Selection:
Start
Tuesday, May 02, 2006

In the Violent Old Land of Oz

It's nice to know that after reading crime novel after crime novel that violence can still shock me. While reading The Wonderful Wizard of Oz to my son Duncan, I came to realize what kind of a sick puppy L. Frank Baum truly was. The Cowardly Lion runs off into the forest to rip apart small animals for dinner and the Tin Woodman goes postal with that ax of his - a real no-nonsense motherfucker. I counted over forty beheadings. Did I stop reading, like a responsible dad should? Well...no. Actually, I laughed through the whole battle scene while I read it. And this is after Baum's introduction where he complains about old fairy tales "with all the horrible and blood-curdling incidents..." and states that readers would "gladly dispense with all disagreeable incident" Ironic, isn't?

This is the passage that killed me:

"This is my fight," said the Woodman, "so get behind me and I will meet them as they come."
He seized his axe, which he had made very sharp, and as the leader of the wolves came on the Tin Woodman swung his arm and chopped the wolf's head from its body, so that it immediately died. As soon as he could raise his axe another wolf came up, and he also fell under the sharp edge of the Tin Woodman's weapon. There were forty wolves, and forty times a wolf was killed, so that at last they all lay dead in a heap before the Woodman.
Then he put down his axe and sat beside the Scarecrow, who said, "It was a good fight, friend."

Can you imagine what kind of a bloodbath that was? The Tin Woodman trying to clean his metal suit asking Dorothy if she has a napkin. No heart, I'd say so.
End
(Pointing records)
Start
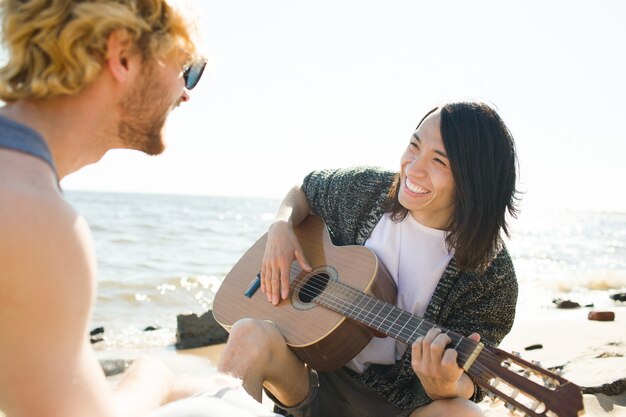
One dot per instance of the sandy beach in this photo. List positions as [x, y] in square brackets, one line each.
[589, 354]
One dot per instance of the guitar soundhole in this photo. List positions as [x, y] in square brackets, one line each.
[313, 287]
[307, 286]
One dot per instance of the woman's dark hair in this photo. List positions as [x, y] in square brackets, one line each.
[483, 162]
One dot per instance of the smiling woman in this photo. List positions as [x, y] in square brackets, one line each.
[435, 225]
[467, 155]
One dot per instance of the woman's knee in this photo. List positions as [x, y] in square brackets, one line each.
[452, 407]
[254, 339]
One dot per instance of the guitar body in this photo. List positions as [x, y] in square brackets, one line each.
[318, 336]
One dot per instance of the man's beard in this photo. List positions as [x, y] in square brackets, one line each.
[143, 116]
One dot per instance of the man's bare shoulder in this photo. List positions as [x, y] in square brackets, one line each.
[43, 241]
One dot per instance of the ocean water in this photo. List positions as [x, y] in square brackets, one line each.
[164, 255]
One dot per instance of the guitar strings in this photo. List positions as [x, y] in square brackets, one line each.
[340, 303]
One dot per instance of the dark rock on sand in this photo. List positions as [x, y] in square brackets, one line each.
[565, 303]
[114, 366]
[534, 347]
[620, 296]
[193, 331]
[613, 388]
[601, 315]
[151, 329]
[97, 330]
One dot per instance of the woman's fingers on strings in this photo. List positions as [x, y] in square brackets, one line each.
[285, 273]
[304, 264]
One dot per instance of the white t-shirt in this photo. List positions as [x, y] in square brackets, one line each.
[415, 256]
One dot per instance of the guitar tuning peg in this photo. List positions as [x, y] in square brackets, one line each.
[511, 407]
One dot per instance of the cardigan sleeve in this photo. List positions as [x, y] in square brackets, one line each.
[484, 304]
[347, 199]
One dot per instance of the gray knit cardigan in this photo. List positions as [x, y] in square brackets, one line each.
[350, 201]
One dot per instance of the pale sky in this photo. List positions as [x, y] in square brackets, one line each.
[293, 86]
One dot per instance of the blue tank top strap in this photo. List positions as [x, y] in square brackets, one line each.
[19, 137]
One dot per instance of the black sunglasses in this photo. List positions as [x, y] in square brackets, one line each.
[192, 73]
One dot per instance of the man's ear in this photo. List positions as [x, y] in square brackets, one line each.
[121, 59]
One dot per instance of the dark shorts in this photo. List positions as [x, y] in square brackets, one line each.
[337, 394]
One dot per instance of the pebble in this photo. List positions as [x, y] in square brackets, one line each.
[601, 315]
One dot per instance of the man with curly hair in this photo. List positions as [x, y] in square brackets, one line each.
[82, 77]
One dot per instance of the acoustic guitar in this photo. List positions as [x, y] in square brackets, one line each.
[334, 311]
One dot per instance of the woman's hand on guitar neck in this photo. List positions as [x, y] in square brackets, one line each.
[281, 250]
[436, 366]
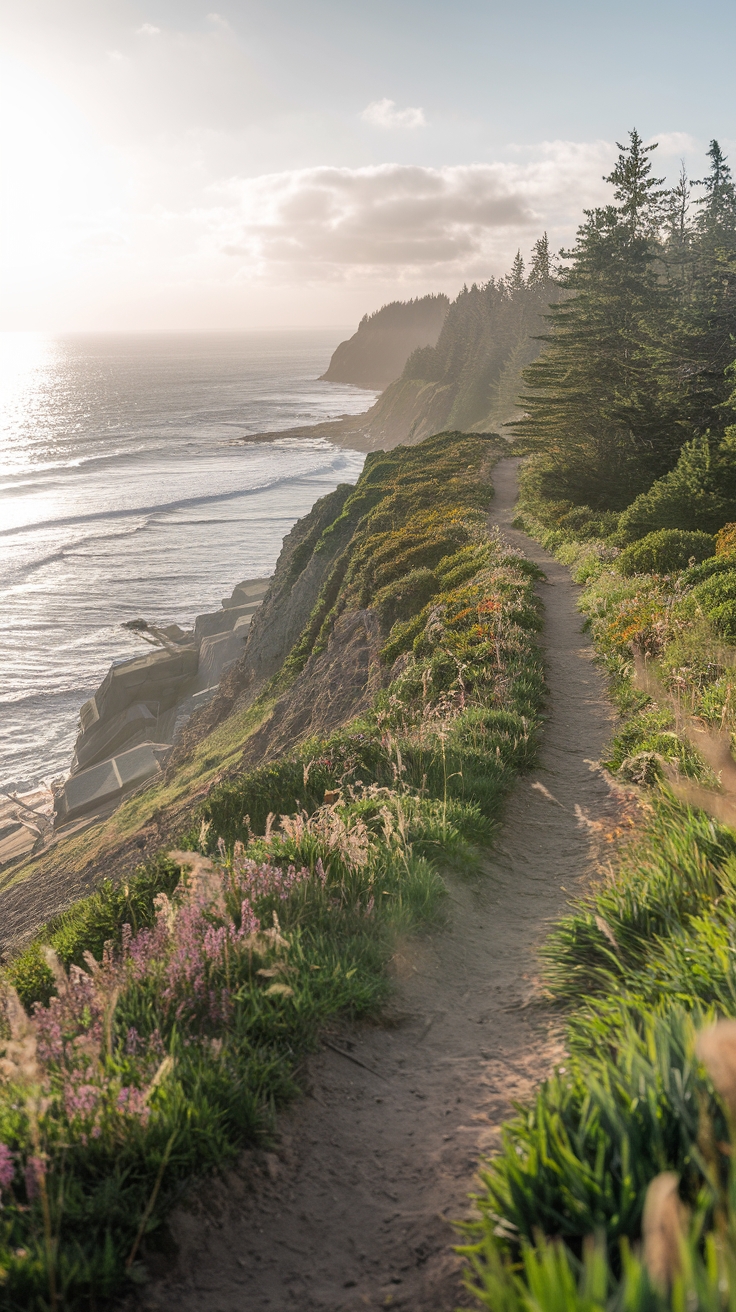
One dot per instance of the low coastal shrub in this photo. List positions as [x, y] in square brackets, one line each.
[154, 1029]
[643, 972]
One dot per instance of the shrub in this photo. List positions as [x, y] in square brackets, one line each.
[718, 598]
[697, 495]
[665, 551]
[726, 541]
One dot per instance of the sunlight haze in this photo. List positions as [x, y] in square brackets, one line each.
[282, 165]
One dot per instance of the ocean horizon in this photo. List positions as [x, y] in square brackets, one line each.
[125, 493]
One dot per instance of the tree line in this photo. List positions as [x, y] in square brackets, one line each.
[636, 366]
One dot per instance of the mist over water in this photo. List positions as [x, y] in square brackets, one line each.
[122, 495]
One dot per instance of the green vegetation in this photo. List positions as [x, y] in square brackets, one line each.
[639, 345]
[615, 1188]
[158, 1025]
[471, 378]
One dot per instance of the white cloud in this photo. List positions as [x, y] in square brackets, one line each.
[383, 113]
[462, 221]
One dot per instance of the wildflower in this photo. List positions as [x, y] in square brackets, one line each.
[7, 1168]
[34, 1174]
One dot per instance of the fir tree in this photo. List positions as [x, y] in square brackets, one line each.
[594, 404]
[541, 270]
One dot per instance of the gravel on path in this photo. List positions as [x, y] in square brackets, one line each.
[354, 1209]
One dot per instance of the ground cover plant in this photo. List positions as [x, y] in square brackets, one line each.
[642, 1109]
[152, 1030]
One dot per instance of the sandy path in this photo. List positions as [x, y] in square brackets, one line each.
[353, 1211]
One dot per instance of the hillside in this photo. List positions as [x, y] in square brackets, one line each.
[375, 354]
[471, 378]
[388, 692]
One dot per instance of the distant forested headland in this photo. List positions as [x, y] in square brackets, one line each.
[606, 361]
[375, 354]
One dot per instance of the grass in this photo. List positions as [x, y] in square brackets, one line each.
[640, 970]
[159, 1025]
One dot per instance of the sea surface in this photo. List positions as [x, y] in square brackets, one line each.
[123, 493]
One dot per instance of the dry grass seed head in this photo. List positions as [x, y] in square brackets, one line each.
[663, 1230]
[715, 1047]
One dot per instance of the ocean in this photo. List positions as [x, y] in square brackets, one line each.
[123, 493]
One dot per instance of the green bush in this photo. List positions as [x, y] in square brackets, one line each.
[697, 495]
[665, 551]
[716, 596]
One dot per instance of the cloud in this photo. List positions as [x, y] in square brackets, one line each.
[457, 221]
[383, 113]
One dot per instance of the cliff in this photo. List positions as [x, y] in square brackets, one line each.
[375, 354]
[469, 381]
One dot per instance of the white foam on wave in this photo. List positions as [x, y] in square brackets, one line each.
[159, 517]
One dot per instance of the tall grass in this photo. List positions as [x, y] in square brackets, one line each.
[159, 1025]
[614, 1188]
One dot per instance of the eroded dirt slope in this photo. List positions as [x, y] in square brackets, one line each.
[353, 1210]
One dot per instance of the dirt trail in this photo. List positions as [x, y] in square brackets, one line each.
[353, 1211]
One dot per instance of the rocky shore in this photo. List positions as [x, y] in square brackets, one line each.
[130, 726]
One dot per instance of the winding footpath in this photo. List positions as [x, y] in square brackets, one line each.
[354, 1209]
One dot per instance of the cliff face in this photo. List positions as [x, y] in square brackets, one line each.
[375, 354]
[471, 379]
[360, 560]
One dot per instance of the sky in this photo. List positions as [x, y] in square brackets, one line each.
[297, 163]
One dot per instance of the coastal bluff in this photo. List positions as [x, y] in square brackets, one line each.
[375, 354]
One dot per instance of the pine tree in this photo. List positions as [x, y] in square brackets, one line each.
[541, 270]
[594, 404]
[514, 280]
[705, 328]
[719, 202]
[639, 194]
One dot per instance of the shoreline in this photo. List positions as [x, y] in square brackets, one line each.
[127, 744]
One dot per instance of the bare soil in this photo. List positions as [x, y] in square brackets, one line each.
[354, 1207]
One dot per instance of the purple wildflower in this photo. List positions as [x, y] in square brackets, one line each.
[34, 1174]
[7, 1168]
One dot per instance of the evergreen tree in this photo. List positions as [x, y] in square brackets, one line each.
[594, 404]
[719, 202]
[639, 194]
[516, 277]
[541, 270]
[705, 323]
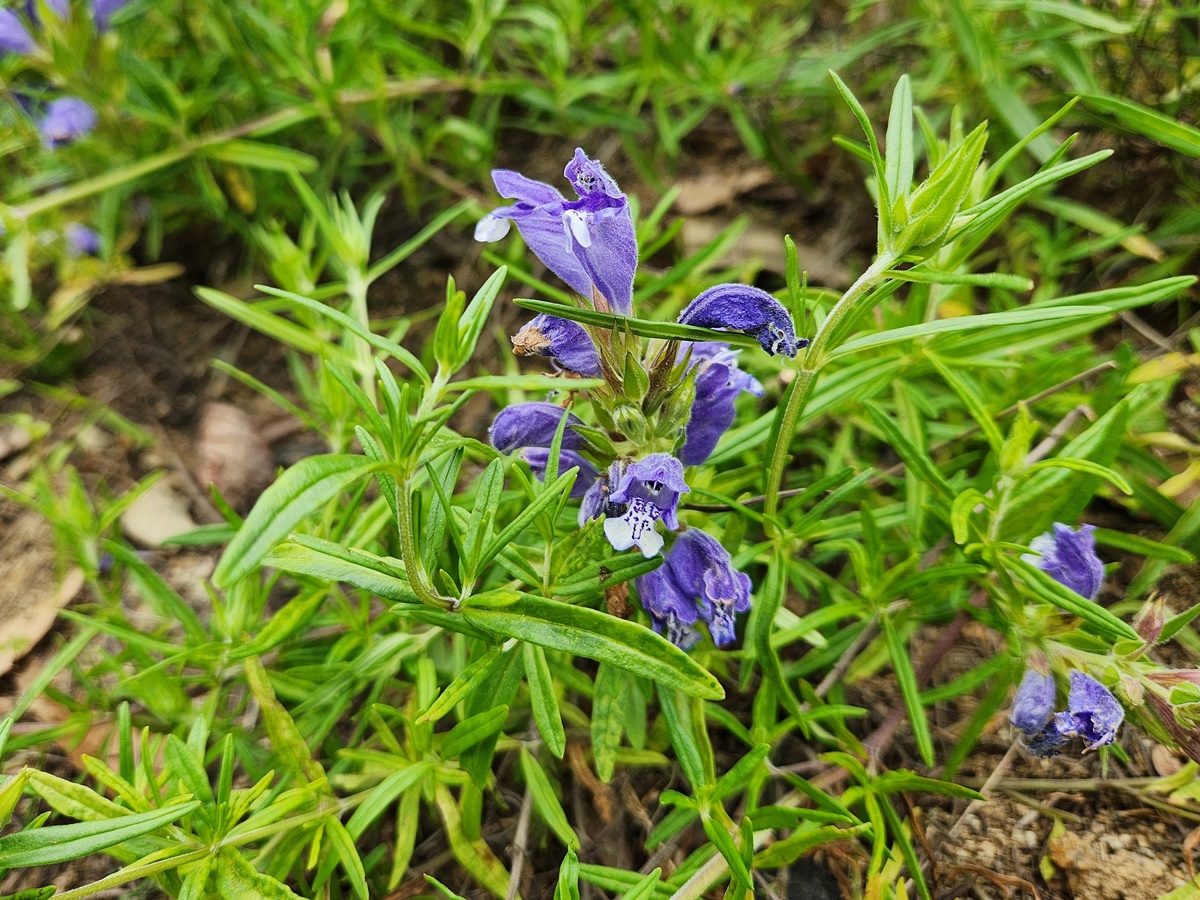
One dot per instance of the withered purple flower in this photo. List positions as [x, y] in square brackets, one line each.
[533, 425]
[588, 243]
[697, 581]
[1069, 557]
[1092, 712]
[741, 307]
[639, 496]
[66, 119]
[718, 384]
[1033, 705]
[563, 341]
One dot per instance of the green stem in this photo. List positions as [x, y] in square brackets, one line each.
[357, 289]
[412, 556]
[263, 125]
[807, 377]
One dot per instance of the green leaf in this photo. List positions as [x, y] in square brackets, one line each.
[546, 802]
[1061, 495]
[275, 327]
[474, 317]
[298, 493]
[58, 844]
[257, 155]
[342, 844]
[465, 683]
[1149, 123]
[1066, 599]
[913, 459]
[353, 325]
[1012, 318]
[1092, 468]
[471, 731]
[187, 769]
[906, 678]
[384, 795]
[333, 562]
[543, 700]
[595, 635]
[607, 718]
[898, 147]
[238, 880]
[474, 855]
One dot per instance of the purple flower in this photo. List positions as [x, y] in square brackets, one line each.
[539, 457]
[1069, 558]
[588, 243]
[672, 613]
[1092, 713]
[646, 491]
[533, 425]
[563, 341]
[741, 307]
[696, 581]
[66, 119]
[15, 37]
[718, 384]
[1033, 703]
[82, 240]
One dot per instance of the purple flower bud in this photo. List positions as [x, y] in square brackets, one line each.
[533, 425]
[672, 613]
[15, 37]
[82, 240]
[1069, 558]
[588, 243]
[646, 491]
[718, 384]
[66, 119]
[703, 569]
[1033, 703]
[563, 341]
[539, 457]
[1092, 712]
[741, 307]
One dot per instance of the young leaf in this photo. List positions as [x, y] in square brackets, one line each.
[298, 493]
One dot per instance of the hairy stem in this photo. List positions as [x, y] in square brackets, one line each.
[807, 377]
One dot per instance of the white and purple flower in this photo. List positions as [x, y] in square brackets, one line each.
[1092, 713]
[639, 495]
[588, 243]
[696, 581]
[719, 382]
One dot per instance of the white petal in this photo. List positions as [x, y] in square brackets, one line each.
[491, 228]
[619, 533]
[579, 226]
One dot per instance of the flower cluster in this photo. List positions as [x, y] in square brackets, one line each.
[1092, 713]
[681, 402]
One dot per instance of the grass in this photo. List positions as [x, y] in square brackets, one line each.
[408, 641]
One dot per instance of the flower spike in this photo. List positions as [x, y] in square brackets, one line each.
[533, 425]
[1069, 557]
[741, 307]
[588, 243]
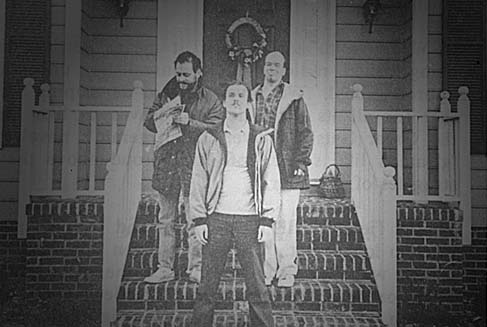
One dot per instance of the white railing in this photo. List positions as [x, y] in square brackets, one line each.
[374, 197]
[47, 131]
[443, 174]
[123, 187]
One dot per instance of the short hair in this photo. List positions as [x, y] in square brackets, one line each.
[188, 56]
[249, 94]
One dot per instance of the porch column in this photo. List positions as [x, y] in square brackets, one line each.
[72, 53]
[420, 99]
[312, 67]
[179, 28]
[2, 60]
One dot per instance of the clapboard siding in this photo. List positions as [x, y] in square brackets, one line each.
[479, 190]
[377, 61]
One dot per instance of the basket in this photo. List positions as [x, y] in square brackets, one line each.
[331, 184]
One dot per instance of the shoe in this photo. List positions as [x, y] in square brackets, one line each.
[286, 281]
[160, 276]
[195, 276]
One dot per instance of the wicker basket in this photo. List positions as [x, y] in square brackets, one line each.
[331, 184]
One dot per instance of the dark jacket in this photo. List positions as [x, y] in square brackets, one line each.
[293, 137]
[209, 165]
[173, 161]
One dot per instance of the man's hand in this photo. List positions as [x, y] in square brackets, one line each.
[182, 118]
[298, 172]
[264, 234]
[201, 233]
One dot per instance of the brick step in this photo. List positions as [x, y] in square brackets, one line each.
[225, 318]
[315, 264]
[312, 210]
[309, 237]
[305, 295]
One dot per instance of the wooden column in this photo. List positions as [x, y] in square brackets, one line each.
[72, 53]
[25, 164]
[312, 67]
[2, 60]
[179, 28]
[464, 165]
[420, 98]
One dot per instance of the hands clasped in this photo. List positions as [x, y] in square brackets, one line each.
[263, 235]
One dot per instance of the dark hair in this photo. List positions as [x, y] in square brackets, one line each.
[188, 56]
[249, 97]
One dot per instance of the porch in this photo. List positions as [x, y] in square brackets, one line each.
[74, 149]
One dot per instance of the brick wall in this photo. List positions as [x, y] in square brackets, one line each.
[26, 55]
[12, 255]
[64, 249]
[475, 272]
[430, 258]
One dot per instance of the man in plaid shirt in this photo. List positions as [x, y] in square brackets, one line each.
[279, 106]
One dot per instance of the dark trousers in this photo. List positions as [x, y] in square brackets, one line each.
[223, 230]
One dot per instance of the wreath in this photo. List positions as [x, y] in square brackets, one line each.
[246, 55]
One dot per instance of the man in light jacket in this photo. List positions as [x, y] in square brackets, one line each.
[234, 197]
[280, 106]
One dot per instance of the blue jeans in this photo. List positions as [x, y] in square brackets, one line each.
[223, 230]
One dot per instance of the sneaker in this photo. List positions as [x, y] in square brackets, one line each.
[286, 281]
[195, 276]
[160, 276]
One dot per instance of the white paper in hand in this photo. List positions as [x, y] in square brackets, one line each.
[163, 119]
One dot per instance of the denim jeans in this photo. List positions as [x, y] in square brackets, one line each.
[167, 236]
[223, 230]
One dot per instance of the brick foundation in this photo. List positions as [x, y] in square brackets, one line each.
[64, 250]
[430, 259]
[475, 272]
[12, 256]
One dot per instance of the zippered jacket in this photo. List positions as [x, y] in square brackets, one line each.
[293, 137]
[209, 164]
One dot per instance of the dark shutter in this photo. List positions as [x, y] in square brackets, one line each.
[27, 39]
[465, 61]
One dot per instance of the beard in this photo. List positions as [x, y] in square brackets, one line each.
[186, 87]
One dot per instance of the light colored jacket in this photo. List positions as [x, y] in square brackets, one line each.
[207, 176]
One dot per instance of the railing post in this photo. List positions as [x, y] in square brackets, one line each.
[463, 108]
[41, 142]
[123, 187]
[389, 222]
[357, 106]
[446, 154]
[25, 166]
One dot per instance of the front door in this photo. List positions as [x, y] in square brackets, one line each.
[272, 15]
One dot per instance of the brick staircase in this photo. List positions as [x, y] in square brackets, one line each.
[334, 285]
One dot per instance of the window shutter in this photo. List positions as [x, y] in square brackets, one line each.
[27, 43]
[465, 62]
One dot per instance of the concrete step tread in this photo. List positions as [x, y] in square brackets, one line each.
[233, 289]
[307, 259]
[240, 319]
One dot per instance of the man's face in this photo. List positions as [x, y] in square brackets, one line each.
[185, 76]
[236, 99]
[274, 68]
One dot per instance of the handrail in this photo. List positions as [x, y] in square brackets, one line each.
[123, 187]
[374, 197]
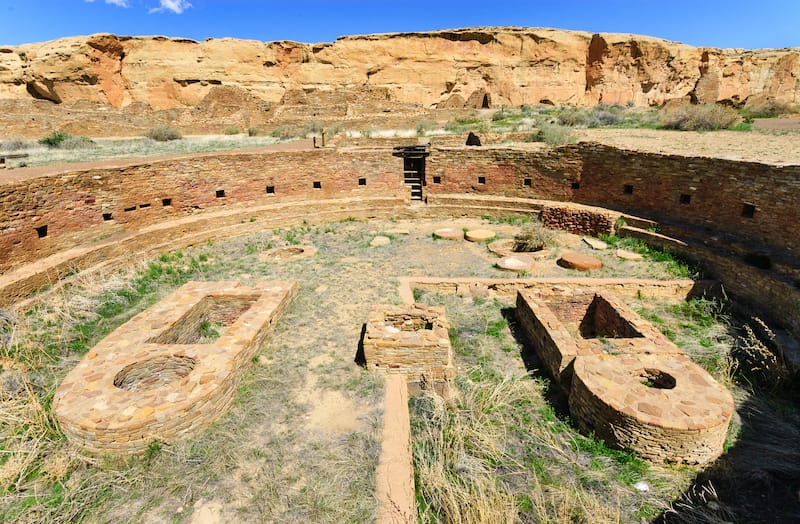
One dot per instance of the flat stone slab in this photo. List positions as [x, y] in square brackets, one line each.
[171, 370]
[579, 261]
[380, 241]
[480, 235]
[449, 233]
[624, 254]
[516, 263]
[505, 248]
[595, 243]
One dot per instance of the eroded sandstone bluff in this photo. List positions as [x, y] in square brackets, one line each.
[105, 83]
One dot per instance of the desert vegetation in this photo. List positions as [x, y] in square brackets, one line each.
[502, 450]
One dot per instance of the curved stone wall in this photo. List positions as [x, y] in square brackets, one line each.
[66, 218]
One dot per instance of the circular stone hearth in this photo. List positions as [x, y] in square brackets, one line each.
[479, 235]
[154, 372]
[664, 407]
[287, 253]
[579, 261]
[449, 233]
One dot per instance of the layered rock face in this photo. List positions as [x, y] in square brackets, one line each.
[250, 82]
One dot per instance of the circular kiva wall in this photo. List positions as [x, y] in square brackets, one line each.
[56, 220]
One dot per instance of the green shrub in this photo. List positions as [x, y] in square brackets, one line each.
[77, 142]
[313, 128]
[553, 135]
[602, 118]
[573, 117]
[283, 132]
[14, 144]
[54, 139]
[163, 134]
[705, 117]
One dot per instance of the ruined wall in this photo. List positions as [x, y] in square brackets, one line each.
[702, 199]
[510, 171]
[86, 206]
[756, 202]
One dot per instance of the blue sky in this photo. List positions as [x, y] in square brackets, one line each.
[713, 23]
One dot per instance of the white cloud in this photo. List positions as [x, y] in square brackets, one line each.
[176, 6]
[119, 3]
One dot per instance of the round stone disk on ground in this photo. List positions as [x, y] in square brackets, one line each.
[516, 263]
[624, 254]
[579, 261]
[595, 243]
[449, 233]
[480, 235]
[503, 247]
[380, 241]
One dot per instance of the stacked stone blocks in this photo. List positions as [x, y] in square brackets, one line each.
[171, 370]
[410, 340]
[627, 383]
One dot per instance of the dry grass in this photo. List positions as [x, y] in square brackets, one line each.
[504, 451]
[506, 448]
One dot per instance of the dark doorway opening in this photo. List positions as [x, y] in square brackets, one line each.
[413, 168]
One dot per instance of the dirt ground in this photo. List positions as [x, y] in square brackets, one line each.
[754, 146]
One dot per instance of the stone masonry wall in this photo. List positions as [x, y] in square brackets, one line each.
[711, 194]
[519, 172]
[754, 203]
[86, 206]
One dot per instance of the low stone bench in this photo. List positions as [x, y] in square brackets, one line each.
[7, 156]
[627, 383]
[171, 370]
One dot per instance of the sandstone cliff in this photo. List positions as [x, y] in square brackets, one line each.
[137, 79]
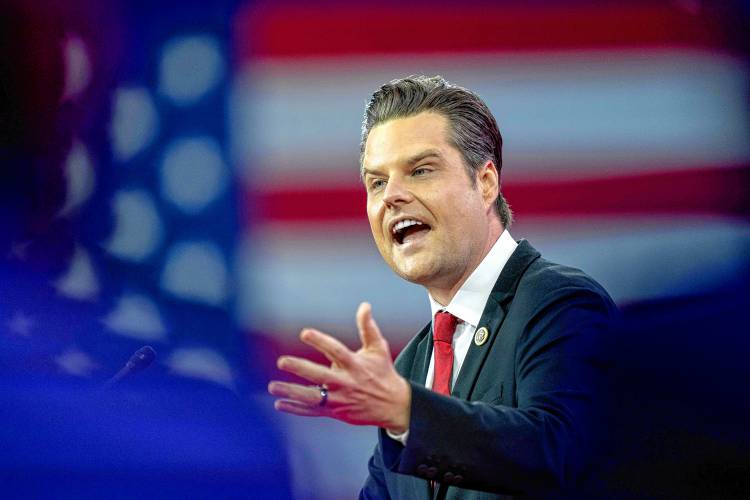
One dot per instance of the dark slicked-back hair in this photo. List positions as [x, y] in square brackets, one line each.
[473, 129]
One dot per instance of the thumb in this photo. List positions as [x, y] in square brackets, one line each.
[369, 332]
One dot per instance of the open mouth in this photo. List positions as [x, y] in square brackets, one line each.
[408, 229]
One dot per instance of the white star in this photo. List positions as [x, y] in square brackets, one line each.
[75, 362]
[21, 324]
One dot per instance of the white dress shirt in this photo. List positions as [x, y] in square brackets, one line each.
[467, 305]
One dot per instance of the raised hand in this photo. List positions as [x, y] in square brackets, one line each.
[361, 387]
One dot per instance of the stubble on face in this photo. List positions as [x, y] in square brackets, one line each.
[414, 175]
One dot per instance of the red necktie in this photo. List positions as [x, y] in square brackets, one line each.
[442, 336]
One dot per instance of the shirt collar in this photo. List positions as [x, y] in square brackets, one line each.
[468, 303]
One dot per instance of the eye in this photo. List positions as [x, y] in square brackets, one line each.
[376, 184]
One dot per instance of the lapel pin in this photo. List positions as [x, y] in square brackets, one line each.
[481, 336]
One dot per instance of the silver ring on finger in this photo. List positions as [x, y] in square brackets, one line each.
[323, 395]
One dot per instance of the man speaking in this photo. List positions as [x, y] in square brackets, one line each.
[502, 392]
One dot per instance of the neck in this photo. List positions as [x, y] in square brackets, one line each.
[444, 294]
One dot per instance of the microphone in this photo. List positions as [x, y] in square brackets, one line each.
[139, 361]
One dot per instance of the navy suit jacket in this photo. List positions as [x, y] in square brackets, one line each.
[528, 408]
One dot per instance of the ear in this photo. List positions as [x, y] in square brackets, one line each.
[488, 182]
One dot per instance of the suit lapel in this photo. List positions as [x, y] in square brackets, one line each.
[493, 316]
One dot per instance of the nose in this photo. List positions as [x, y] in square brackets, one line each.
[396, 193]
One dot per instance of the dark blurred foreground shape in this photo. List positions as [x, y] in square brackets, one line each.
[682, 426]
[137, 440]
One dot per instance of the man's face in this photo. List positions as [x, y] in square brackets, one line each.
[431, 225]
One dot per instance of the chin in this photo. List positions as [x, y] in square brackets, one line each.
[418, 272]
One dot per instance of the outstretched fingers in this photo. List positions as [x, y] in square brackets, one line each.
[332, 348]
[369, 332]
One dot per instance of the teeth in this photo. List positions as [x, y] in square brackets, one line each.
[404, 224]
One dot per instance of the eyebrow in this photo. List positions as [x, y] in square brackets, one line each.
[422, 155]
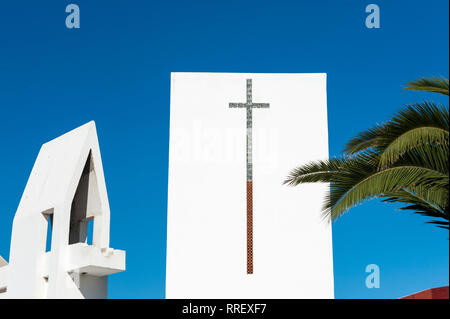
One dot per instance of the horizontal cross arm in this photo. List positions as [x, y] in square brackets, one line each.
End
Actions to take:
1. Collect every line of the records that contains the string "jeans", and copy each such line.
2. Resume the blog post about violence in The Wonderful Wizard of Oz, writing on from its final sentence.

Results of the exercise:
1.
One dot per instance of the blue jeans in this photo. List positions as [x, y] in square brackets, one line each.
One dot per instance of the denim jeans in this photo. List positions as [x, y] in square brackets, one line each.

2.
And this is the Scarecrow fending off the Witch's crows:

"It is only a stuffed man. I will peck his eyes out."

The King Crow flew at the Scarecrow, who caught it by the head and twisted its neck until it died. And then another crow flew at him, and the Scarecrow twisted its neck also. There were forty crows, and forty times the Scarecrow twisted a neck, until at last all were lying dead beside him. Then he called to his companions to rise, and again they went upon their journey.

Who needs brains when you have the ability to cause death with a single twist?

But the violent passages of Oz makes me wonder about desensitizing readers of crime novels. Do genre readers expect violence and therefor it doesn't bother them when they read it? And if you need to spark a reaction out of your readers, how do you accomplish it? A beheading in a thriller or a horror novel wouldn't bother me too much; I seriously doubt my reaction would be disbelief and laughter.

I've struggled with the degree of gruesomeness in one of my chapters. I don't want to go overboard, but at the same time the reader needs to have a reaction to the violence to understand the motives of my main character; there needs to be some empathy to connect with the character. Now, I don't have the luxury of putting blood and guts in the middle of a children's story; instead I'm dealing with readers who've probably seen it all. Well, here's hoping people can just appreciate my own brand of violence.


Christa M. Miller said...

Wasn't "Oz" written in the 1930's, before kids were insulated from life's harshness? It might be that kids themselves were desensitized, and those images helped them cope with their fears about losing parents, parents losing jobs, whatnot.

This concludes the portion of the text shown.